[Collection entries]
★ ★ ★ ★

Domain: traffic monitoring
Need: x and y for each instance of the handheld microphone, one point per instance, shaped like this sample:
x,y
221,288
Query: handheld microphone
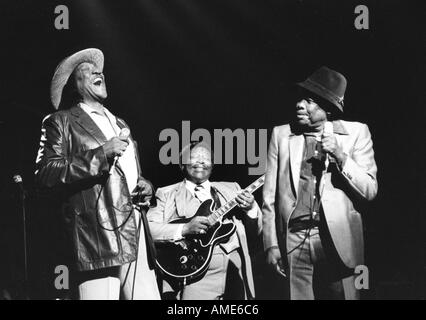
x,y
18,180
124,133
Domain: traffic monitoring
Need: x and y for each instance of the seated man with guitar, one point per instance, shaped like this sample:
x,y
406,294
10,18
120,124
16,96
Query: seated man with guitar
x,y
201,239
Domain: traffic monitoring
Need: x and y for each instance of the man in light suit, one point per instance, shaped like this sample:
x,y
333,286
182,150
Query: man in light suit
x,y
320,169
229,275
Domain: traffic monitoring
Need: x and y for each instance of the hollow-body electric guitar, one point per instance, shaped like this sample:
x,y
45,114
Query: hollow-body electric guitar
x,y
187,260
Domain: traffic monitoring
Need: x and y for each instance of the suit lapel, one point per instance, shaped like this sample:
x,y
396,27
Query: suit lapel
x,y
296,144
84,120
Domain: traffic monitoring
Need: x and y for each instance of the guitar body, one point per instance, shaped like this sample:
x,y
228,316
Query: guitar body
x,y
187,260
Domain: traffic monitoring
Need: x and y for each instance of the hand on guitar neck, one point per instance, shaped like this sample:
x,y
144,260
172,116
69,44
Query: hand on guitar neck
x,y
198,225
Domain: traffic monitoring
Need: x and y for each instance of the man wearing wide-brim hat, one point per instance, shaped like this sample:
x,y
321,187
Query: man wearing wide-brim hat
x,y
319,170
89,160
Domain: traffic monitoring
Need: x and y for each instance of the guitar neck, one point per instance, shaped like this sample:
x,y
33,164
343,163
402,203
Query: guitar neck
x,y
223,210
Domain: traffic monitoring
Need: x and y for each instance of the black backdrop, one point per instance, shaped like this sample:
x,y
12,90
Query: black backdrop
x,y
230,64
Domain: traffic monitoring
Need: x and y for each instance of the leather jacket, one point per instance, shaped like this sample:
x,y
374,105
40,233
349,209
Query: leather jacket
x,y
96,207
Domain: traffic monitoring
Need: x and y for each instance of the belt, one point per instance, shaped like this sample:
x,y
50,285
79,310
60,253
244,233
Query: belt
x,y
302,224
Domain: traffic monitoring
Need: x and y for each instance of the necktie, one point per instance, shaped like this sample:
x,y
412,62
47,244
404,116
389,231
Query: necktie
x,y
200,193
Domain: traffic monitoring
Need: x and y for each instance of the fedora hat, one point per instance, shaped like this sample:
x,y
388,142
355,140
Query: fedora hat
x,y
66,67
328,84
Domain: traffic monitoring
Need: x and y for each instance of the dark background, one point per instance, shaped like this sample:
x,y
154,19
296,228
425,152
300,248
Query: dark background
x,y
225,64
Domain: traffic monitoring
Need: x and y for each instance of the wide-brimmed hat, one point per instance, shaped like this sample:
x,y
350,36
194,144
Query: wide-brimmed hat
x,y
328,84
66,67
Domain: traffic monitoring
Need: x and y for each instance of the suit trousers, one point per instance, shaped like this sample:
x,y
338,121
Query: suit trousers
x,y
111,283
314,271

★ ★ ★ ★

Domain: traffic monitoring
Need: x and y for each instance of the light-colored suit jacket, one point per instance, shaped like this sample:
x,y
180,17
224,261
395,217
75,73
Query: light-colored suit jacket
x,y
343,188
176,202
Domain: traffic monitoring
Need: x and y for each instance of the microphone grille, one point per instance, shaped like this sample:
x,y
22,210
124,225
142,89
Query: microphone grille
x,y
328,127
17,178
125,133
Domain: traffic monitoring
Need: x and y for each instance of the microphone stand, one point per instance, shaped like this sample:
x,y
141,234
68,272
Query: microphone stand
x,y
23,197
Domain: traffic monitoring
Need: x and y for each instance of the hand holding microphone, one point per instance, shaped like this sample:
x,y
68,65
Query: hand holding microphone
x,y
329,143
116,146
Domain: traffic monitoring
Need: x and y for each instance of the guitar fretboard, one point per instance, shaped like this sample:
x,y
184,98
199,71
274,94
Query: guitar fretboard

★ ★ ★ ★

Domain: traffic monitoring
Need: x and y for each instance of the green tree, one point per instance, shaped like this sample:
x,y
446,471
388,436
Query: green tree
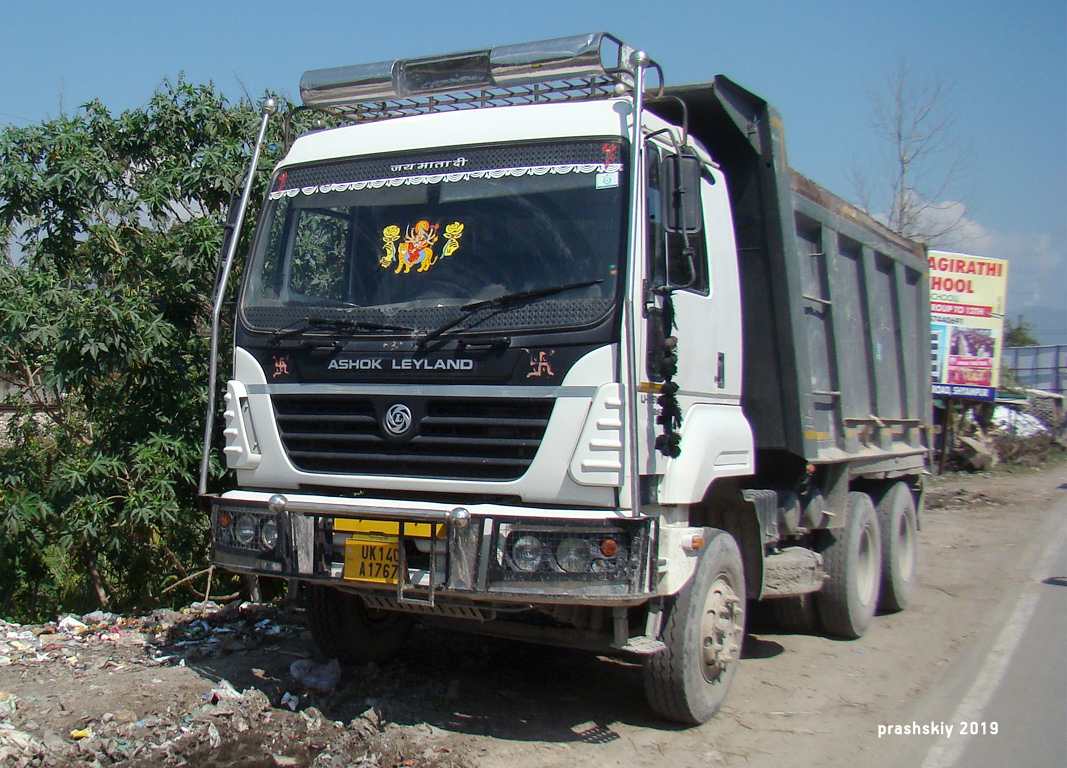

★ ★ ★ ★

* [PROBLEM STATEMENT]: Report every line in the collection entries that contains the string "lapel", matching case.

* [SOLVED PROBLEM]:
Need: x and y for each instance of the suit lapel, one point per instance, shaped like this sample:
Query: suit lapel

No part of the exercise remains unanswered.